Exercise
Retype every entry below without altering anything.

(Input begins)

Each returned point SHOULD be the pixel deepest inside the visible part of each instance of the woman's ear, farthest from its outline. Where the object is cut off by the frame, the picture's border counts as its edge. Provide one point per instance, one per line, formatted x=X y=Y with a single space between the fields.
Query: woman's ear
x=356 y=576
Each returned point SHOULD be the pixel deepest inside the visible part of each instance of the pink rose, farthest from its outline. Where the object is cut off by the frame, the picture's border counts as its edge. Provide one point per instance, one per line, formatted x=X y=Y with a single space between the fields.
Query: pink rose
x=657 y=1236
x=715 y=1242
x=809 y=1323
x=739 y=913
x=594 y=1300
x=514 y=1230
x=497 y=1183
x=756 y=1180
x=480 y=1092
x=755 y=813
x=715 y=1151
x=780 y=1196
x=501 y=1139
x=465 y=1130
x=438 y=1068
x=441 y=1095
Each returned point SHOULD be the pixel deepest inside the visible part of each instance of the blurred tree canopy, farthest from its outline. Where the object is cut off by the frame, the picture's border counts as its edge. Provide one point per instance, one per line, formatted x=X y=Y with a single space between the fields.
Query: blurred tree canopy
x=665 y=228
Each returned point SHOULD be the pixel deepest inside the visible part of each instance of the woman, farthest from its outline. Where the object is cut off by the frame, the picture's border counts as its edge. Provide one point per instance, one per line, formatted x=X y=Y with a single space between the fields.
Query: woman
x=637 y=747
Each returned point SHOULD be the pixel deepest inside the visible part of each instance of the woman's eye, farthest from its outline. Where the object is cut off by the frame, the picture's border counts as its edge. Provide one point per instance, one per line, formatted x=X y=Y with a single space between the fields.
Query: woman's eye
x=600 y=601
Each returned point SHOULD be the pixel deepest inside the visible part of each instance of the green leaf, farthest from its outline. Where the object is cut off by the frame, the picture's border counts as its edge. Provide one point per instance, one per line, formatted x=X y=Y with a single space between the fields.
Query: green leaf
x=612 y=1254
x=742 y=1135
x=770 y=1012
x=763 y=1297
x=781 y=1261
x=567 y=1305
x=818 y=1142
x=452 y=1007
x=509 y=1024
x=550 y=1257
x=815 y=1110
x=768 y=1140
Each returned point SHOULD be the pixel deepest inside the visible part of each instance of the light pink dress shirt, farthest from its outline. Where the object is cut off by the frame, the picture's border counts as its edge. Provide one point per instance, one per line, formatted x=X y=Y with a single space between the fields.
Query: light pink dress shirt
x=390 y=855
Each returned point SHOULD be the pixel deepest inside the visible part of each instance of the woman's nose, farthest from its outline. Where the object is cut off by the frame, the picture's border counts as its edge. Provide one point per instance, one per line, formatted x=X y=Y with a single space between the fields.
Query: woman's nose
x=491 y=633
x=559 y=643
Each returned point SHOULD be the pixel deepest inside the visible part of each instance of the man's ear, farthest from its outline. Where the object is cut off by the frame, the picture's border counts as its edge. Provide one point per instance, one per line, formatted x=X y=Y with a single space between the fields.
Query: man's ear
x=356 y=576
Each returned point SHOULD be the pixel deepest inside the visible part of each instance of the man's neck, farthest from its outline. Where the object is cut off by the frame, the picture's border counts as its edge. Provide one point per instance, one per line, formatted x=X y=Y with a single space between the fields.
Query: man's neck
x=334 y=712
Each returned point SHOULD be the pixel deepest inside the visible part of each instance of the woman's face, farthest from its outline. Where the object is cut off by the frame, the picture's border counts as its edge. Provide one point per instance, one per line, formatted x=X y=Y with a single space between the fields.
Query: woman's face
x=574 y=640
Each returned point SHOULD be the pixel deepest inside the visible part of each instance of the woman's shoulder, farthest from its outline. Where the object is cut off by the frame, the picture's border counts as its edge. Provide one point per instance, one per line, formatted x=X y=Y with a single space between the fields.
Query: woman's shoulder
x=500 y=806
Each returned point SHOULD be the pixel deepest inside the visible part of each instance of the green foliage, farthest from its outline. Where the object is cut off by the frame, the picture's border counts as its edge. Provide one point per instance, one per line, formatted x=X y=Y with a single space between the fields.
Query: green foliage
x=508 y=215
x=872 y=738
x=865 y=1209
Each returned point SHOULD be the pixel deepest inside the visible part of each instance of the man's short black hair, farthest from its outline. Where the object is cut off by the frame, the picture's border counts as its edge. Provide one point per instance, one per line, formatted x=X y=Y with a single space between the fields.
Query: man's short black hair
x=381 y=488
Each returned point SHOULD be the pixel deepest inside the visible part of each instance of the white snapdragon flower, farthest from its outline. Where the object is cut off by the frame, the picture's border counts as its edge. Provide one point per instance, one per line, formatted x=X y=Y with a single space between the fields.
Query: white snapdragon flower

(Input ends)

Written answer
Each returned point SHOULD be the pixel deepest inside the visible part of each instance of the woman's ear, farthest from its outline. Where the object is cut off by the frame, the picture's border counts as its edge. Provide one point per instance, one per line, formatted x=X y=Y with a single space between the fields.
Query: woman's ear
x=356 y=576
Each returned point SHOULD be the pixel deepest inside the visible part of each instance of the pink rose, farthest from its outline. Where the object is cut off by the frame, the picture's border counts as its edge. Provide one point per instance, one per line, formatted x=X y=Y with a single space between the fields.
Query: pink rose
x=657 y=1236
x=715 y=1242
x=809 y=1323
x=739 y=913
x=594 y=1300
x=514 y=1230
x=497 y=1183
x=756 y=1180
x=480 y=1092
x=755 y=813
x=715 y=1151
x=780 y=1196
x=501 y=1139
x=465 y=1130
x=438 y=1068
x=441 y=1095
Each returned point SHOULD be the pixel deepest inside the visible part of each instance of the blurred tree canopy, farthest from its outline. Where the object is cut off by the frame, the picture's border counts as its edge. Provide one point per instance, one per line, formatted x=X y=Y with a single space between the fields.
Query: blurred tree canopy
x=665 y=228
Each returned point SHOULD be the pixel deepest inside the visible part of each instance of the woman, farthest from its outline. Where the object is cut off by the frame, the picture's border counts as its edge. Provide one point per instance, one per line, formatted x=X y=Y with a single space between the fields.
Query: woman
x=637 y=747
Each returned point SHOULD be the pixel deepest inside the visible part of each instance of the woman's eye, farthest from its outline. Where the object is cut off by the frame, the picture's border counts as its edge. Provide one point per instance, one per line, formatted x=X y=Y with a single space between the fields.
Query: woman's eye
x=600 y=601
Each returned point SHOULD be the pixel deepest inside the visible part of each instance of the green leaf, farthest from its outline. Where the object is cut off by the frame, the picture's border counts as its edge. Provide one point per instance, one per line, formatted x=X y=Y with a single space between the fields.
Query: green leaf
x=612 y=1254
x=742 y=1135
x=770 y=1012
x=763 y=1297
x=781 y=1261
x=567 y=1305
x=818 y=1142
x=452 y=1007
x=509 y=1024
x=550 y=1257
x=815 y=1110
x=768 y=1140
Each returned point SHOULD be the pixel deepest inside the visible part of each instance of the light pink dress shirt, farthest from its outline. Where the object is cut off by the frame, the picture's border counts as its edge. Provide one point per instance, one per line, formatted x=X y=Y with a single space between the fields.
Query: light pink dress shirt
x=390 y=855
Each returned point SHOULD be the pixel deepest inside the visible part of each instance of the woman's nose, farthest from its outline. Where the object is cut off by the frame, the picture's border counts as its edge. Provide one point per instance, one per line, formatted x=X y=Y with a single space between the fields.
Query: woman's nose
x=491 y=633
x=559 y=643
Each returned point SHOULD be the pixel deepest inside the visible part of each instance of the man's ear, farthest from its outline. Where the object is cut off by the frame, the picture's border counts as its edge. Provide one point per instance, one per line, formatted x=X y=Y with a single space between the fields.
Query: man's ear
x=356 y=576
Each returned point SHOULD be the pixel deepest inside the visible part of each instance of the man's neck, farthest from its outline. Where the object is cut off by the frame, the picture's border counts as its edge. Provide one point per instance, one per line, formatted x=X y=Y with a single space between the fields.
Query: man's neck
x=334 y=712
Each returned point SHOULD be the pixel deepest inside the visible part of each instance of the woman's face, farthest from its outline. Where the object is cut off by the frame, the picture's border counts as its edge. Provide one point per instance, one per line, formatted x=X y=Y with a single space between the fields.
Query: woman's face
x=574 y=640
Each returned point SHOULD be the pixel deepest inside the visible part of each instance of the woman's shoulder, farthest from its outline. Where the object is cut off by the frame, the picture's border counts as its edge. Provide one point per instance, one per line, formatted x=X y=Y with a single space between the fields.
Query: woman's shoulder
x=500 y=806
Each returned point SHOULD be the pixel deepest inside the visible part of each instance of the green foliage, farthest from its outline. Where the object is cut off by the frame, the picture's border counts as its edge. Provide one point per instance, one per line, formatted x=X y=Y with a single space between the fields.
Query: green foliage
x=508 y=215
x=872 y=738
x=865 y=1209
Each returned point SHOULD be the pixel deepest inside the visible part of each instance of the man's short black hair, farthest from its outline. Where the object is cut off by the frame, the picture's border counts as its edge. Provide one point per instance, one per line, formatted x=X y=Y with a single space between the fields.
Query: man's short black hair
x=381 y=488
Each returned point SHOULD be the pixel deepest inside the visible part of each instance of the white snapdragon flower, farthest from its outline. Where the object is cut off by the frame, the picture's border counts as its edge. Provide one point per instance, one per line, formatted x=X y=Y with a single space between the fields.
Query: white snapdragon flower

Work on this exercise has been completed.